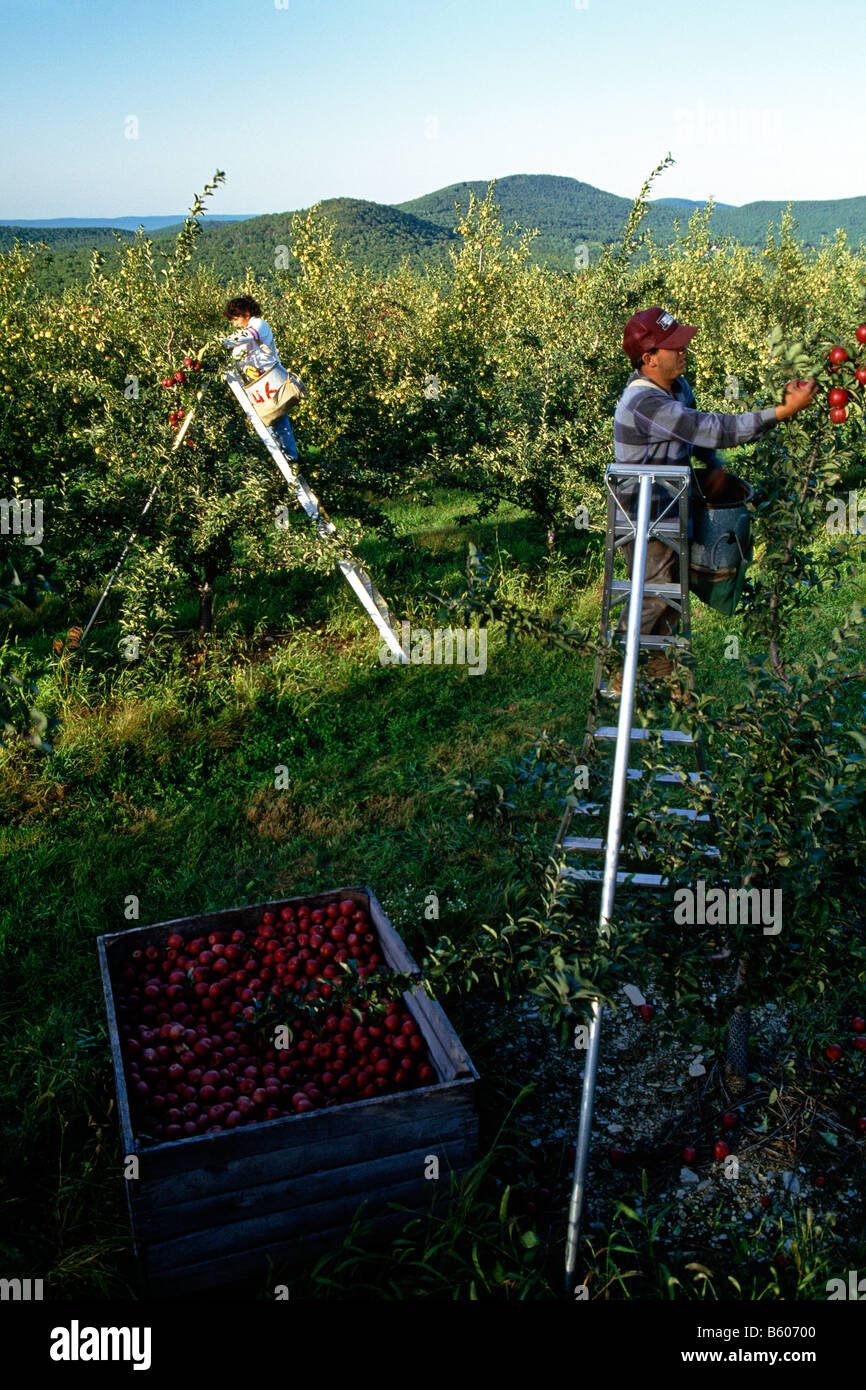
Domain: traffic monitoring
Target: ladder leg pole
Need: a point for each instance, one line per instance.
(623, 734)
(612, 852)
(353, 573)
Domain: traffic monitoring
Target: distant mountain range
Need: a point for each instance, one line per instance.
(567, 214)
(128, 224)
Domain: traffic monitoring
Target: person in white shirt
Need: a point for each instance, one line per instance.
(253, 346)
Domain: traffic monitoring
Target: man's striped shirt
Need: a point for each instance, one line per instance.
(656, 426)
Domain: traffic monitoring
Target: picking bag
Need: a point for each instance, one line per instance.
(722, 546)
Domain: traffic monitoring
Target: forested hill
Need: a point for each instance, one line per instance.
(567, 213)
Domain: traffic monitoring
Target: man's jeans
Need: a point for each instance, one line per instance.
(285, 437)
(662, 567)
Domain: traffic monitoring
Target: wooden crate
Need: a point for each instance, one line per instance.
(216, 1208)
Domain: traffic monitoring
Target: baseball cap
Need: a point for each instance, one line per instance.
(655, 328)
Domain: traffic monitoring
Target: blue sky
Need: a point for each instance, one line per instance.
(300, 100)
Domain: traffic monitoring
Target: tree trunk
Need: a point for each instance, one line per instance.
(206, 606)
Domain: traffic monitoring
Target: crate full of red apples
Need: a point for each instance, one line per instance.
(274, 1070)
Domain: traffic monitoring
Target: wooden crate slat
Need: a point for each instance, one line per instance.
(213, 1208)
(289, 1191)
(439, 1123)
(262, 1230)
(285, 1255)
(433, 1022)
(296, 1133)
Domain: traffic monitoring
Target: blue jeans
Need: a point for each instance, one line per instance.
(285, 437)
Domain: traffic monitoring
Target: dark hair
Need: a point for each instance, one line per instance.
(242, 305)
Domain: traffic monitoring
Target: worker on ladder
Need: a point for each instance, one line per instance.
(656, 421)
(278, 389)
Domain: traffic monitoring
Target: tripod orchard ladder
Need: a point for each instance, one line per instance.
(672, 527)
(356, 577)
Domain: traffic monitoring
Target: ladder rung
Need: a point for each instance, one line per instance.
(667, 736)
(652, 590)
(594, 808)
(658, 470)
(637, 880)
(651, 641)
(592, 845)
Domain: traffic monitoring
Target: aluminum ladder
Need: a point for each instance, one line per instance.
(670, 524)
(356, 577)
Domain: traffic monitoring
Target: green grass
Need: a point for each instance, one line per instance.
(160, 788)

^^^^^^^^

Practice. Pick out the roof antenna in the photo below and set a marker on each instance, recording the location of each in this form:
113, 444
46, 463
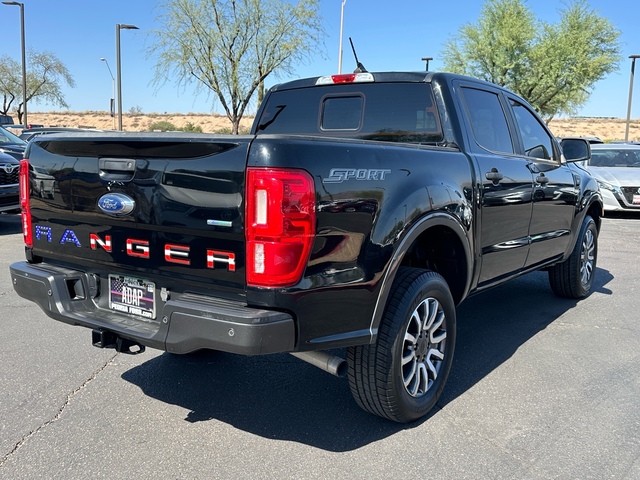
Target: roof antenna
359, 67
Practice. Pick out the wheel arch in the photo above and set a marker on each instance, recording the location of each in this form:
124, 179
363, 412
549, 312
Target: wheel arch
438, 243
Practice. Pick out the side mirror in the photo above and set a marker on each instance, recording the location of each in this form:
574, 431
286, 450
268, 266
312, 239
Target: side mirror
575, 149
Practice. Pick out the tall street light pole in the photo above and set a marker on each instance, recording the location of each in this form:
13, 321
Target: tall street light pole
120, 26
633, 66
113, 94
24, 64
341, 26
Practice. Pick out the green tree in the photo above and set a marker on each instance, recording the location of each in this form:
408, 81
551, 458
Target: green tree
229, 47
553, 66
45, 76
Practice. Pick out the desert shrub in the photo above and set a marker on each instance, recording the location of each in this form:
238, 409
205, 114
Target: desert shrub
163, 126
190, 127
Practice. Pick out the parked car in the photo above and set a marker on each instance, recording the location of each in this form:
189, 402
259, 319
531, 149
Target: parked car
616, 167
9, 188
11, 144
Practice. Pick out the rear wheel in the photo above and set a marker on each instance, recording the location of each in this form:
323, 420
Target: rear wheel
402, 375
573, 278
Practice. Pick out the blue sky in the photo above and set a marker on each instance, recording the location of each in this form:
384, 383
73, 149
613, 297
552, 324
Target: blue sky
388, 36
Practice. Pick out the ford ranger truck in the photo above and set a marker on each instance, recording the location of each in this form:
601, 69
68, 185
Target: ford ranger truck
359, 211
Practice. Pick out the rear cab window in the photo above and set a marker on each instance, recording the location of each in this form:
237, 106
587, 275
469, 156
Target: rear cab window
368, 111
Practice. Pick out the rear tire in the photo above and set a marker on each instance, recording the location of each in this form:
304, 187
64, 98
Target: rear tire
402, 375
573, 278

^^^^^^^^

#### [WHAT IS ASKED]
Count the lines in the material above that contain the word "shirt", matching case exactly, and reply with only that number.

#### [REPLY]
2